(Point annotations for photos)

****

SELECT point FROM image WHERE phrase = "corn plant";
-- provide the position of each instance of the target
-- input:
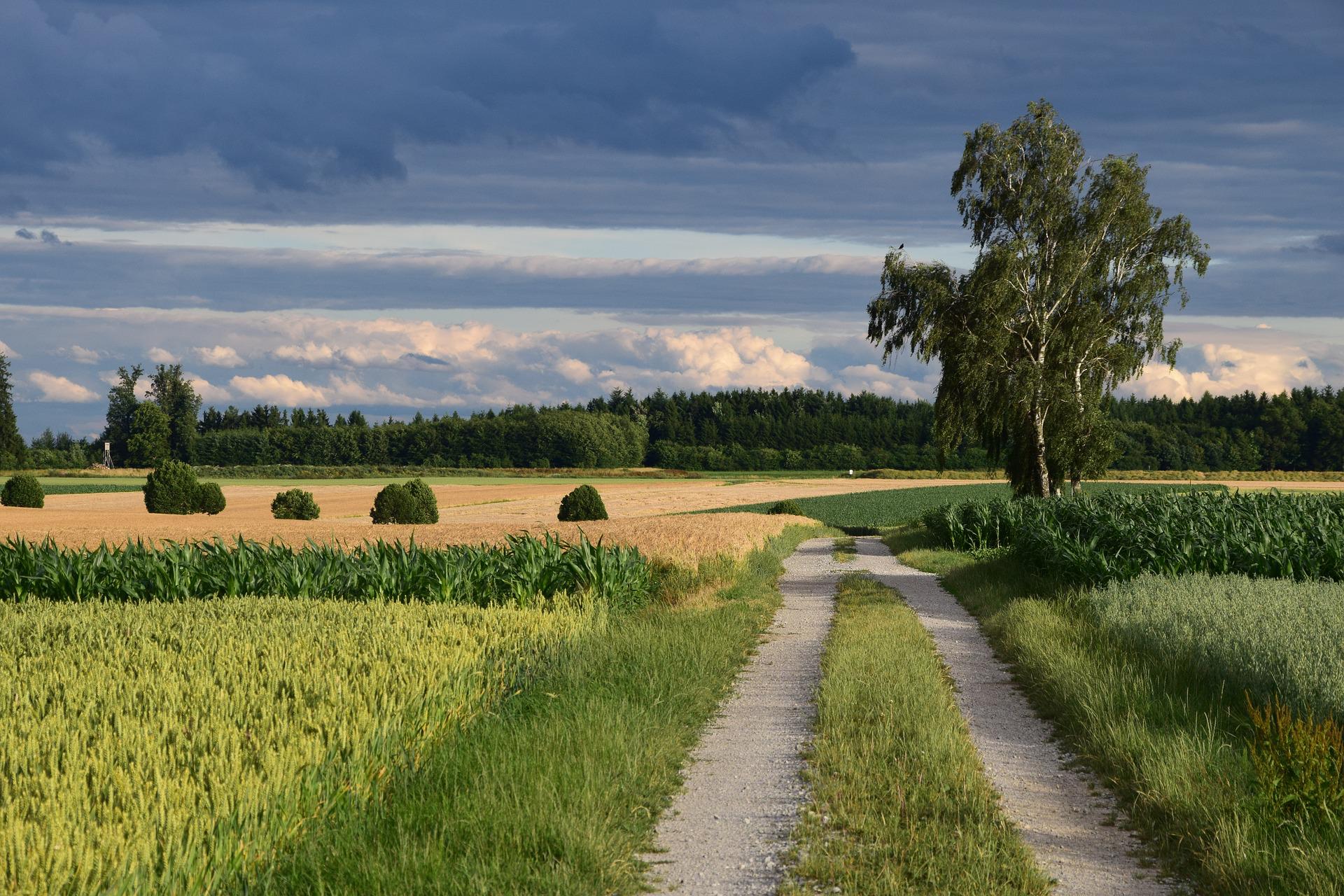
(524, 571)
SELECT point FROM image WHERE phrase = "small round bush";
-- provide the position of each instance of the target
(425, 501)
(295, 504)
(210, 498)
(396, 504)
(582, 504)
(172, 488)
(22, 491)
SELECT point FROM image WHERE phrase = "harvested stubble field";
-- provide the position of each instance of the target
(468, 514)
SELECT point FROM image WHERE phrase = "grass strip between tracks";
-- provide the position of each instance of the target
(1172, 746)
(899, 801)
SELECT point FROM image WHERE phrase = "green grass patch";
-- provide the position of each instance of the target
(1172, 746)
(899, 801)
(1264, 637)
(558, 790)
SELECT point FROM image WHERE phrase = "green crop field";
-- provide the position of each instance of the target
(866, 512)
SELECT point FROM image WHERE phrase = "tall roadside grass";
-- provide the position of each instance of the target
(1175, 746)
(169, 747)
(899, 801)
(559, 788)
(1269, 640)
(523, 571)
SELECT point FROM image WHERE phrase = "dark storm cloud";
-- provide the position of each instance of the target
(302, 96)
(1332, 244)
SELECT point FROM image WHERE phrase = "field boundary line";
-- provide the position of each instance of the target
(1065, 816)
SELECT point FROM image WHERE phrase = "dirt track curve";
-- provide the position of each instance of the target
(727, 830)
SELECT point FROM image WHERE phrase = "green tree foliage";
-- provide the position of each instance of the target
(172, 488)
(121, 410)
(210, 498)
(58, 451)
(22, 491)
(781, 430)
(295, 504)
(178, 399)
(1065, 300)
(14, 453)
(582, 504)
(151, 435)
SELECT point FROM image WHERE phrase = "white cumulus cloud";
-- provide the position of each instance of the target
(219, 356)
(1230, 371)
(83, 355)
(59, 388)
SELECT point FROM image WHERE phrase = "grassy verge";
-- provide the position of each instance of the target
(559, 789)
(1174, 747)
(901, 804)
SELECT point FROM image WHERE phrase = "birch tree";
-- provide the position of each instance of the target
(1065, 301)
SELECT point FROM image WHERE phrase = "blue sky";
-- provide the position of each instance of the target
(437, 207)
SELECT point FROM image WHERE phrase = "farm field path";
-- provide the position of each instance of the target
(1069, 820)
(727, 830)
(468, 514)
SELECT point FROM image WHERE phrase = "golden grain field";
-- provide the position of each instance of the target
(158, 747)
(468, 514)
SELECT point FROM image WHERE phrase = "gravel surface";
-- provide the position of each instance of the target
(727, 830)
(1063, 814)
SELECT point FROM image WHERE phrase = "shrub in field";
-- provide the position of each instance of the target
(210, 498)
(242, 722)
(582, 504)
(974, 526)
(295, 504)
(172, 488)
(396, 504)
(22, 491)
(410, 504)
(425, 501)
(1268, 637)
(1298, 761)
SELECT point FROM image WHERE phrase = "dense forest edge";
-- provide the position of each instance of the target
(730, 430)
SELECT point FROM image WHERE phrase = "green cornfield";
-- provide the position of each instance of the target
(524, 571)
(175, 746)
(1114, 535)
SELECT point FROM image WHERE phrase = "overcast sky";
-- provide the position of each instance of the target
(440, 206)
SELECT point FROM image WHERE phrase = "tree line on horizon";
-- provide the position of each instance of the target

****

**Problem to work on**
Keep the pictures out and write out the records exactly.

**Result of the task**
SELECT point FROM image WHERE phrase = "corn plant";
-- provide the position of each instance of the target
-- input:
(524, 571)
SELECT point FROM image WHERE phrase = "small round bush";
-- provide the position of each instance of the target
(425, 501)
(295, 504)
(210, 498)
(396, 504)
(582, 504)
(172, 488)
(22, 491)
SELECT point FROM image WHERE phrase = "harvested stubble field";
-- provide the position of each instance of the target
(468, 514)
SELECT point FROM image WHERE phrase = "grass strip between tracks";
-- provide the position of each instance of the target
(1172, 746)
(899, 801)
SELECT point FROM image WHERE phrase = "green grass patch";
-- provide the position of each instance of the target
(1172, 746)
(899, 801)
(1264, 637)
(558, 790)
SELECT point FROM image WHERE phrase = "green crop field";
-- provide the position of each instance of the target
(866, 512)
SELECT point FROM image WHERE phrase = "tall roadside grass";
-- provide the position of each instance of the target
(1175, 746)
(169, 747)
(899, 801)
(559, 788)
(1269, 640)
(523, 571)
SELECT point FROM image WHERE phrase = "dark storm cloud";
-- provide the position of each instance of the target
(302, 96)
(1332, 244)
SELECT point FROM image WHERE phrase = "field boundary line";
-- provide the position of each instance of the target
(1065, 816)
SELECT point FROM image WHERE phrase = "dirt track curve";
-- provide the position of each instance of the target
(727, 830)
SELECT point FROM image WHERE phrase = "green tree foliage";
-- provide the position of each instance of the target
(172, 488)
(121, 410)
(210, 498)
(58, 451)
(22, 491)
(781, 430)
(295, 504)
(178, 399)
(1065, 300)
(14, 453)
(582, 504)
(151, 435)
SELECT point FROM image WHERE phrase = "white cumulus cloud";
-- provide the position of each instance of the target
(219, 356)
(1230, 371)
(83, 355)
(59, 388)
SELECT point FROM image WHERE phrase = "grassy verge";
-- provide the position of each instance of the target
(559, 789)
(1174, 747)
(901, 804)
SELECT point FROM image WHERE phrase = "birch tree";
-- provide the position of each instance of the target
(1065, 301)
SELECT point FROM image WHERE phrase = "blue sky";
-- provide the position of each instance of the target
(437, 207)
SELECT point FROM image WHERE phrase = "farm field path";
-- provide the position of each instance of the target
(1069, 820)
(727, 830)
(468, 514)
SELECT point FROM image WHERE phrase = "golden grain field";
-- provide the position of each instance of the target
(158, 747)
(468, 514)
SELECT point FROM image WHERE phrase = "gravel surface";
-- provide the position of each instance of the target
(727, 830)
(1063, 814)
SELECT point FROM image WHERE phrase = "shrub in field";
-- provide the position of each instance of the target
(210, 498)
(242, 722)
(582, 504)
(974, 526)
(295, 504)
(172, 488)
(396, 504)
(22, 491)
(410, 504)
(425, 501)
(1268, 637)
(1298, 761)
SELECT point FROM image WHERE phrase = "dense forest edge";
-- provide the position of each instance of the target
(730, 430)
SELECT point FROM image WHERE phrase = "green cornfield";
-- provide the position of each instance of the target
(524, 571)
(175, 746)
(1114, 535)
SELECT point FROM image WHERE phrase = "overcast sky";
-- provide the position of each instance of the target
(440, 206)
SELECT point FROM image WHERE phrase = "tree line on horizon";
-- provide the position of each instance of the target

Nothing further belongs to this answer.